> Written request
Copy every line of the items below verbatim, with no changes.

> Stored records
____

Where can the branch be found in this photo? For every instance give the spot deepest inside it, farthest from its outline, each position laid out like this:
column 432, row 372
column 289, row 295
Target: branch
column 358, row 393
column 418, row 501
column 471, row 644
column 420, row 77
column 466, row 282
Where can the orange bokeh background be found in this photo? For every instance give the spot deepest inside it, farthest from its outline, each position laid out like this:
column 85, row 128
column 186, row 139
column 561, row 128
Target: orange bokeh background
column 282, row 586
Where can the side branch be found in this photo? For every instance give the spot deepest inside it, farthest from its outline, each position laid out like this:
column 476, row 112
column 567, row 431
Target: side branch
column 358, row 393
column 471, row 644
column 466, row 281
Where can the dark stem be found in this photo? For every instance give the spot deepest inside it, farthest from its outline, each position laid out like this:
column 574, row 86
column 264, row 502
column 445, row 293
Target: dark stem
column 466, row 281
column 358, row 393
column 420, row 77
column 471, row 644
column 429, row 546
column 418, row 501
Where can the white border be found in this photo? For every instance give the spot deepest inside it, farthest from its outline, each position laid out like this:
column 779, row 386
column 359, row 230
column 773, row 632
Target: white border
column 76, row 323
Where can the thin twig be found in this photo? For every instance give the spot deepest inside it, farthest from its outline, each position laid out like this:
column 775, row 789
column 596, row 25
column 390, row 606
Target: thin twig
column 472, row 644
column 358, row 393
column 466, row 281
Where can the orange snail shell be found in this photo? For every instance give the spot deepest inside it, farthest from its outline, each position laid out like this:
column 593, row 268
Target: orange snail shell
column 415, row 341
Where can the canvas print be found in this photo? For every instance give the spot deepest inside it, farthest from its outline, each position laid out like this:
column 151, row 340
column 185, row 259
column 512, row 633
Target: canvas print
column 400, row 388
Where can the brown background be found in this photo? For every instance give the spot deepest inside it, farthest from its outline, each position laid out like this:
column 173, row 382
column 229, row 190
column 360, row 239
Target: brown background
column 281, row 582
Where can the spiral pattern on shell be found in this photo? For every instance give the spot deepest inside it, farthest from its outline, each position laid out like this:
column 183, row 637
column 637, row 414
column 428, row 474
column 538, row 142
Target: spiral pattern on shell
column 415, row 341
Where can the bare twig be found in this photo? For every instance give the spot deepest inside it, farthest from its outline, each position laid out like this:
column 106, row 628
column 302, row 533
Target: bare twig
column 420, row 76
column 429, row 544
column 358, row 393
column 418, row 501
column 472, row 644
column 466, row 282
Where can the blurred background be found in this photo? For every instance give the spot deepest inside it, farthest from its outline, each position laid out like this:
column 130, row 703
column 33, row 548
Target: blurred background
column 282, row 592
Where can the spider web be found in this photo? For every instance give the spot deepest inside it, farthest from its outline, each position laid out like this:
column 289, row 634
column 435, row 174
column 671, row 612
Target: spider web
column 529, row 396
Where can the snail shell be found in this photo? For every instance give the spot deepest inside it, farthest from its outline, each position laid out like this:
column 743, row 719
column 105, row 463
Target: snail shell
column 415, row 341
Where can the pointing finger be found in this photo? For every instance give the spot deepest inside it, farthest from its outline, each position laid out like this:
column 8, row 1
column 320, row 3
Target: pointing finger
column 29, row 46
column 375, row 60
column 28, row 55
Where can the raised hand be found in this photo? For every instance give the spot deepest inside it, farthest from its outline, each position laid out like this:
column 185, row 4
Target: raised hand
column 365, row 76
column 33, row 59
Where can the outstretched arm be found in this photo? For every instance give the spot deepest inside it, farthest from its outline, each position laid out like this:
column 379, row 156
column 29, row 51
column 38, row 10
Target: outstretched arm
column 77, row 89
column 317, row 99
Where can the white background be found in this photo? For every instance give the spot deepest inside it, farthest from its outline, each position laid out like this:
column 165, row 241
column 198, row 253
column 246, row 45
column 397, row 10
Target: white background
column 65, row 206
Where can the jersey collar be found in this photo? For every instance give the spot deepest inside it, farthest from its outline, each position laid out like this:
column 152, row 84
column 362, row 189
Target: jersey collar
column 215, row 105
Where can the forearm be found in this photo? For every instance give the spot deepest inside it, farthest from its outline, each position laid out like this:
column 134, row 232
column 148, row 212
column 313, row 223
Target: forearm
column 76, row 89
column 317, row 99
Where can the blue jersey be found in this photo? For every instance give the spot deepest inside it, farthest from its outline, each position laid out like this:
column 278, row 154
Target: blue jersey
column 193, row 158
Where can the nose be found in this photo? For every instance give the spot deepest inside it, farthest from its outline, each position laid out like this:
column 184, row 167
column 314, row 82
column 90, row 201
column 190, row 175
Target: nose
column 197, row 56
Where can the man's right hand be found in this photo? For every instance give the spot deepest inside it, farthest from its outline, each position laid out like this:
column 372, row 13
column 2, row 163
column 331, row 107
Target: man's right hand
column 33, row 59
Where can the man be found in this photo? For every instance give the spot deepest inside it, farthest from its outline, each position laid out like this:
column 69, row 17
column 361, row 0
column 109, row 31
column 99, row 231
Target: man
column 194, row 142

____

> Expected answer
Where can the branch be found in this photo? For every instance give the spot deepest inside it, farthest from its outline, each position laid out like this:
column 432, row 372
column 289, row 295
Target: branch
column 358, row 393
column 418, row 501
column 471, row 644
column 420, row 77
column 466, row 282
Where can the orange bokeh background be found in this photo? For every instance give the spot deepest inside it, farthest from its outline, each position laid out like this:
column 85, row 128
column 186, row 139
column 561, row 128
Target: orange bokeh background
column 282, row 586
Where can the side branch be found in this photo? For every instance give the spot deepest inside it, farthest from its outline, each position laid out like this:
column 476, row 112
column 567, row 431
Target: side branch
column 358, row 393
column 471, row 644
column 466, row 281
Where can the dark stem be found in this photo? For every instance give the spot deepest inside it, farthest from its outline, each position laid out like this:
column 574, row 86
column 264, row 502
column 445, row 293
Target: dark stem
column 466, row 281
column 358, row 393
column 420, row 77
column 471, row 644
column 429, row 546
column 418, row 501
Where can the white border be found in this photo? For every instance give the spot deepest inside it, farthest from its outline, each position laid out like this:
column 779, row 386
column 359, row 230
column 773, row 632
Target: white border
column 76, row 323
Where can the thin twig be found in this photo? For every instance give the spot deepest inside it, farthest from its outline, each position laid out like this:
column 775, row 789
column 596, row 25
column 390, row 606
Target: thin twig
column 472, row 644
column 358, row 393
column 466, row 281
Where can the orange snail shell be found in this photo? For every instance give the spot deepest inside it, farthest from its outline, each position laid out like this:
column 593, row 268
Target: orange snail shell
column 415, row 341
Where can the canvas print be found in this photo? For every instance give the spot deepest inside it, farthest from its outline, each position laid out like this:
column 151, row 340
column 185, row 259
column 512, row 633
Target: canvas print
column 400, row 388
Where can the brown background be found in this photo? For every instance give the spot deepest inside it, farthest from its outline, each position laid out like this:
column 173, row 382
column 229, row 190
column 360, row 239
Target: brown background
column 281, row 582
Where can the spiral pattern on shell be found in this photo? For every instance give the spot deepest inside it, farthest from its outline, each position laid out like this:
column 183, row 637
column 637, row 414
column 428, row 474
column 538, row 142
Target: spiral pattern on shell
column 415, row 341
Where can the bare twig be found in this photo? For every instance give the spot deepest inside it, farthest from its outline, each position laid out like this:
column 106, row 628
column 302, row 533
Target: bare twig
column 420, row 76
column 429, row 544
column 358, row 393
column 418, row 501
column 472, row 644
column 466, row 282
Where can the blurred background be found in this photo? For every instance give the spot deepest inside it, farthest from its outline, each position laid out like this:
column 130, row 703
column 33, row 548
Target: blurred background
column 282, row 592
Where can the spider web be found in this photo? For every instance give the spot deepest inside it, farthest from its outline, each position laid out like this:
column 289, row 634
column 435, row 174
column 671, row 612
Target: spider web
column 529, row 396
Where can the snail shell be found in this photo? For every instance give the spot deepest inside it, farthest from its outline, each position laid out like this:
column 743, row 719
column 105, row 463
Target: snail shell
column 415, row 341
Where can the pointing finger be found in this photo? For every instance give the spot deepest inside it, farthest from its outline, each position laid out like this:
column 8, row 1
column 320, row 3
Target: pointing finger
column 29, row 46
column 375, row 60
column 28, row 55
Where can the raised hand be found in this photo? For every instance give the spot deepest inside it, farthest from its outline, each position laid out like this:
column 185, row 4
Target: raised hand
column 365, row 76
column 33, row 59
Where can the outstretched arm be found in this photo? For every instance give the spot deepest inside it, farthest from its outline, each position laid out like this:
column 379, row 156
column 29, row 51
column 38, row 10
Target: outstretched arm
column 77, row 89
column 317, row 99
Where can the white background be found in this photo? For every instance give the spot deepest inside it, farthest from its outline, each position laid out like this:
column 165, row 241
column 198, row 253
column 246, row 45
column 397, row 10
Target: white background
column 65, row 206
Where can the jersey collar be found in this photo? For every instance give the spot deepest inside it, farthest from its outline, each position laid out like this:
column 152, row 84
column 362, row 189
Target: jersey collar
column 215, row 105
Where can the forearm be found in this photo? For every instance give the spot deepest inside it, farthest from its outline, each position laid out like this:
column 134, row 232
column 148, row 212
column 313, row 223
Target: forearm
column 76, row 89
column 317, row 99
Where can the blue jersey be found in this photo? For every instance give the spot deepest inside it, farthest from its outline, each position laid out like this:
column 278, row 154
Target: blue jersey
column 193, row 158
Where can the nose be found in this photo? For every instance give the spot deepest inside it, farthest from its outline, each position laid out like this:
column 184, row 167
column 314, row 82
column 90, row 201
column 190, row 175
Target: nose
column 197, row 56
Where can the man's right hand be found in this photo? For every instance give the spot deepest inside it, farthest from its outline, each position laid out like this:
column 372, row 13
column 2, row 163
column 331, row 107
Target: man's right hand
column 33, row 59
Where can the man be found in this photo? For every instance give the spot deepest inside it, farthest from its outline, each position laid out like this:
column 69, row 17
column 361, row 0
column 109, row 31
column 99, row 231
Target: man
column 194, row 142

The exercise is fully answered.